- Extract:
· · · · · · ·

Thursday, October 25, 2007

The Academic as Hero



Bronwyn told me that the irritating woman who buttonholed her yesterday in the Airport Departure Lounge was especially scornful when she heard what I did for a living.

"Who on earth would want to study Creative Writing? What can you possibly do with that?"

What indeed? It put me in mind of having to apply for some documents from tne New Zealand embassy in Brussels. When the man behind the desk heard what I'd been studying abroad (Comparative Literature - especially the creation of imaginary countries in fiction), his remark was: "You'll be a real asset to the country when you go home ..."

Well, maybe so. But then, I don't have any quarrel with people who want to study and specialise in more practical subjects. Why do they feel the need to express an opinion on what us Bohemians are getting up to? What is it that so gets up their noses?

· · · · · · ·

- Material supplied:
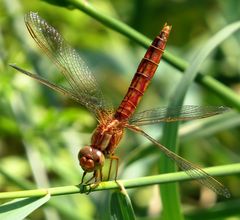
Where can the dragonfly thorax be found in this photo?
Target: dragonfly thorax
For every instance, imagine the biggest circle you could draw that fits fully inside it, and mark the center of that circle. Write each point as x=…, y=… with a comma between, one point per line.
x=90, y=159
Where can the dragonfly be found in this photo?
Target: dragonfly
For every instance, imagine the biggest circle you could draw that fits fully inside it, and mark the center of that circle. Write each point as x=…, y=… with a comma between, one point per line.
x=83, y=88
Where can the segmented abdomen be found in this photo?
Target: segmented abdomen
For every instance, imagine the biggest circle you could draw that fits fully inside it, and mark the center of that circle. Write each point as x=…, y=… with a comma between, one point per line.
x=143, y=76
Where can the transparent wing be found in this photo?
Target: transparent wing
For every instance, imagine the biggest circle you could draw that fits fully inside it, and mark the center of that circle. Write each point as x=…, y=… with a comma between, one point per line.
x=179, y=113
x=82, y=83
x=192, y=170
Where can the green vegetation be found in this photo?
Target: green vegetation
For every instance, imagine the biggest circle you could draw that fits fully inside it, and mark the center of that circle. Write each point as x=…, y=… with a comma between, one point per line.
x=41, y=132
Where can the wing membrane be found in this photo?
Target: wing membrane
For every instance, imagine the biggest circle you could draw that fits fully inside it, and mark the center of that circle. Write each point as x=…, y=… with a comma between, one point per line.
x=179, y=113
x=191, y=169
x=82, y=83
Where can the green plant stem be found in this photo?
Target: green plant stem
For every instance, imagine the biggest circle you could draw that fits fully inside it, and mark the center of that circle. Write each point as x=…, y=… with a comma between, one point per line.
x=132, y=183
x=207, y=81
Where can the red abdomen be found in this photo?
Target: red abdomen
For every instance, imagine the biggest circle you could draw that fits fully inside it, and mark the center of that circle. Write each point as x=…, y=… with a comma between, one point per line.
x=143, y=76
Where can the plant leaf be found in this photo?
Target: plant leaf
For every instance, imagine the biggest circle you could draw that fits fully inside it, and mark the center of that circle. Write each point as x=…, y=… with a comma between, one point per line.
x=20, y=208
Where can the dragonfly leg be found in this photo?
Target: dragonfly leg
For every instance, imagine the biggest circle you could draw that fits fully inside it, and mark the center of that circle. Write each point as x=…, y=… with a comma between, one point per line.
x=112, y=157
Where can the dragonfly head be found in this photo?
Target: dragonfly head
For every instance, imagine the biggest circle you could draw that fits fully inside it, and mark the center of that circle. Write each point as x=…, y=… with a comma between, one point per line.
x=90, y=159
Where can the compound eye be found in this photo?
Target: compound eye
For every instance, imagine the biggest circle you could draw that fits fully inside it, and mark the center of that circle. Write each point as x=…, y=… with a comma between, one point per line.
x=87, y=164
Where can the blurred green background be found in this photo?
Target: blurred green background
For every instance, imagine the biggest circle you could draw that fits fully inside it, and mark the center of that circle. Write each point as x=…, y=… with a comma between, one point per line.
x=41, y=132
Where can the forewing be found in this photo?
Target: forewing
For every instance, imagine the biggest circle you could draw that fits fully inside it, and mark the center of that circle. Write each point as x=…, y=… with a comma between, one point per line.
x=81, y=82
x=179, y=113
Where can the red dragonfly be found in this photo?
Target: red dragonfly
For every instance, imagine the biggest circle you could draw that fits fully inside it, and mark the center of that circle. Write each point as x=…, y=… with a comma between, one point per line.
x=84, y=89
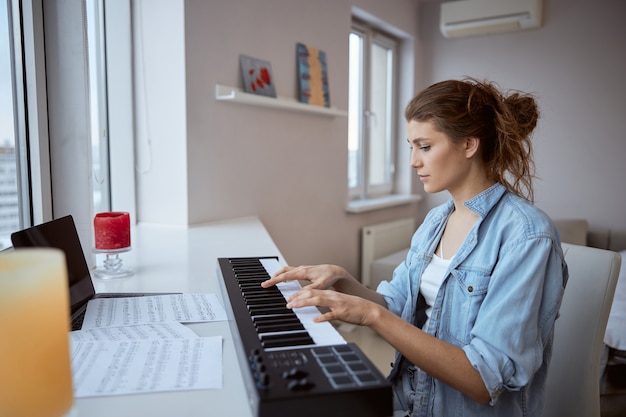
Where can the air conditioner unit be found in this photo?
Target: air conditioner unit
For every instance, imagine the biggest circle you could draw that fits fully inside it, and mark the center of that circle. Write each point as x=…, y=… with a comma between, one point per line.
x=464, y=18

· · · · · · ·

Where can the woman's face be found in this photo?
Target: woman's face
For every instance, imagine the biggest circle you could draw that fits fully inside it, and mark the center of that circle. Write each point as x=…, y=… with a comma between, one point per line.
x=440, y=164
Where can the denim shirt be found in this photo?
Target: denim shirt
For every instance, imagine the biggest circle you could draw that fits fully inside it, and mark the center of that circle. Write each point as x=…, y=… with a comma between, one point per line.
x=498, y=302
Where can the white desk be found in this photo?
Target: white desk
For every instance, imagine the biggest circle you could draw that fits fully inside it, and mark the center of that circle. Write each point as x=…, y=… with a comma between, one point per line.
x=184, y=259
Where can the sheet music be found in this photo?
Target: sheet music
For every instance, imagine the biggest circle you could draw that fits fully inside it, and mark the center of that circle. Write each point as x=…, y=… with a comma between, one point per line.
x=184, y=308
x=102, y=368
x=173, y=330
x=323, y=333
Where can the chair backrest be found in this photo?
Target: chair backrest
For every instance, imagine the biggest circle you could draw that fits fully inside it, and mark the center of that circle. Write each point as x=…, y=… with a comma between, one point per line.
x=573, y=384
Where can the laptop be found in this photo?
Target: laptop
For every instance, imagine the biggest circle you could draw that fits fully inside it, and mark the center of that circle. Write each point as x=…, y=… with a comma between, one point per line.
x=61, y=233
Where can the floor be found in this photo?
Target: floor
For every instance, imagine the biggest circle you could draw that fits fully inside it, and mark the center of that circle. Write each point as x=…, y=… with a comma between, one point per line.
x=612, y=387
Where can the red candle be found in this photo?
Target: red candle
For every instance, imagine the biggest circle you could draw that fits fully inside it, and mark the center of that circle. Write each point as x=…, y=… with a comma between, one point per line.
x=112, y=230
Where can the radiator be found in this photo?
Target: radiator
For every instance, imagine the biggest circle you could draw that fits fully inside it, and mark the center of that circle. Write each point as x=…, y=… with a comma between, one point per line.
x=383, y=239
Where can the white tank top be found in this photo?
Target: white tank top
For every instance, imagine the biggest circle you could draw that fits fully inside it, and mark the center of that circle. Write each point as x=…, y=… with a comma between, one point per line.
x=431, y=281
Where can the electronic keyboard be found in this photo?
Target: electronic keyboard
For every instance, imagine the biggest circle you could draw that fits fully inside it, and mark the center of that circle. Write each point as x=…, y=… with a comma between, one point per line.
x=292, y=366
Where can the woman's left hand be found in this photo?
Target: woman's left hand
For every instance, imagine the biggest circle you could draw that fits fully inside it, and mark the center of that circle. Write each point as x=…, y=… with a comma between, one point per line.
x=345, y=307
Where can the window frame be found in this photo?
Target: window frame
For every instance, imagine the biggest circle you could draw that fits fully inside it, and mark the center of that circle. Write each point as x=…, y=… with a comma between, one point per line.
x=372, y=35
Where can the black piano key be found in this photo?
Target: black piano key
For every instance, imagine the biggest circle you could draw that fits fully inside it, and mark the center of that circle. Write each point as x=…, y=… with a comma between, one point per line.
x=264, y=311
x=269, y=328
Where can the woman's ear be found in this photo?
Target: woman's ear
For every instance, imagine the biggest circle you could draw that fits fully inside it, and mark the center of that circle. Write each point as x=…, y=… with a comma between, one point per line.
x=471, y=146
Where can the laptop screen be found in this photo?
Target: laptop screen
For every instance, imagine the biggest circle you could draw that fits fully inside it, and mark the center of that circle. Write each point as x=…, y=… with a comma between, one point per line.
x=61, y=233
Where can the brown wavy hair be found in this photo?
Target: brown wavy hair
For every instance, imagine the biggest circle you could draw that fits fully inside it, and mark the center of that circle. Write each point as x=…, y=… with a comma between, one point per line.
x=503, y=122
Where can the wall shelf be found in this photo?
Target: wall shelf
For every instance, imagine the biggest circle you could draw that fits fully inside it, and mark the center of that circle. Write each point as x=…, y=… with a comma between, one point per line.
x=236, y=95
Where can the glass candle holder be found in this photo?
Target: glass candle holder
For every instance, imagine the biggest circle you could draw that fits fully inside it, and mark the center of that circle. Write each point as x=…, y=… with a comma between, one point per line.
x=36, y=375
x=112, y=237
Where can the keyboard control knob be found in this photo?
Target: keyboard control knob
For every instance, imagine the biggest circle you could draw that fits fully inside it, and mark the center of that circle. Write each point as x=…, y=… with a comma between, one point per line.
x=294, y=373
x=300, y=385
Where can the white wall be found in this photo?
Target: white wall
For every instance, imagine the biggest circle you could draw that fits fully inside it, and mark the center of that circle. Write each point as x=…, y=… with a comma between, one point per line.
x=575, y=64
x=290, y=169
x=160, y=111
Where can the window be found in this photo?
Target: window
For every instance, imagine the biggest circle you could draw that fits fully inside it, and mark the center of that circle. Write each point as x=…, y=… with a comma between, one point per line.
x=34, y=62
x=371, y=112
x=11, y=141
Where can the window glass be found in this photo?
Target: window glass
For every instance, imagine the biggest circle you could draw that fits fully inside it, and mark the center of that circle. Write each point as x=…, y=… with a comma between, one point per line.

· · · · · · ·

- Directives:
**a)** Present the records from the line containing "Where can the chair" down to the line containing "x=573, y=384", both included, as a Markdown table with the columns Row and Line, leaving out blank lines.
**b)** Carry the post about studying Creative Writing forward from its final sentence.

- Outputs:
**a)**
| Row | Line |
|---|---|
| 1 | Where can the chair backrest be found in this photo? |
| 2 | Target: chair backrest |
| 3 | For every instance, imagine the biggest circle you could draw that fits fully inside it, and mark the center of that circle. Write each point as x=…, y=… with a comma between, one point per line. |
| 4 | x=573, y=384 |

**b)**
Granted, our interests don't sound that useful sometimes. But when I turn on the TV and listen to a bunch of absolute morons discussing the absolute necessity of starting a war with Iran in order to (get this!) "avoid World War III," I begin to wonder if their time mightn't have been better employed in GETTING AN EDUCATION, rather than attending endless thinktank sessions on counter-terrorism.

Thinking outside the box, that's what I mean - seeing the other guy's point-of-view. Having the flexibility, above all, to observe the contradictions in your own position.

Those are all skills that any aspiring fiction-writer has to master - not to mention philosophers, sociologists, anthropologists, and all the rest of us frivolous egghead geeks.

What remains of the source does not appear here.